## Aim:
Please repeat the records below word for word, leaving out the pictures.
______________________________
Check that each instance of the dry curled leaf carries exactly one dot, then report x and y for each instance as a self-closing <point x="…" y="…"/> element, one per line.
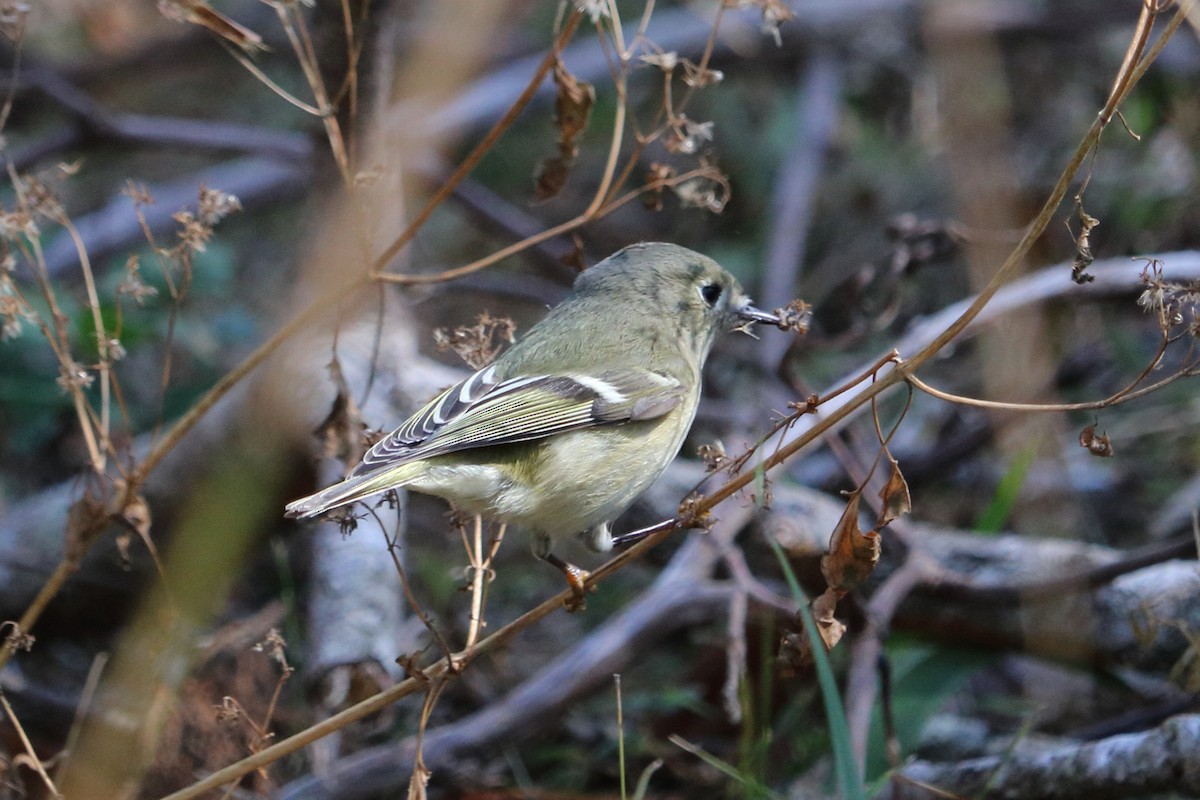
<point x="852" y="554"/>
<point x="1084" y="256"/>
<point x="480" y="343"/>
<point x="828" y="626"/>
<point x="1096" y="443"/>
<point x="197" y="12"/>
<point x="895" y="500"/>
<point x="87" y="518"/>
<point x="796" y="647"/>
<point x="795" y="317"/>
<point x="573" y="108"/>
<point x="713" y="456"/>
______________________________
## Problem solution:
Check that each instance of the dry curled leaf carries exactly one dot, then report x and y for each instance as a self-closing <point x="…" y="…"/> element, one per line.
<point x="852" y="554"/>
<point x="1084" y="256"/>
<point x="480" y="343"/>
<point x="828" y="626"/>
<point x="1096" y="443"/>
<point x="197" y="12"/>
<point x="895" y="500"/>
<point x="87" y="518"/>
<point x="796" y="647"/>
<point x="795" y="317"/>
<point x="573" y="108"/>
<point x="713" y="456"/>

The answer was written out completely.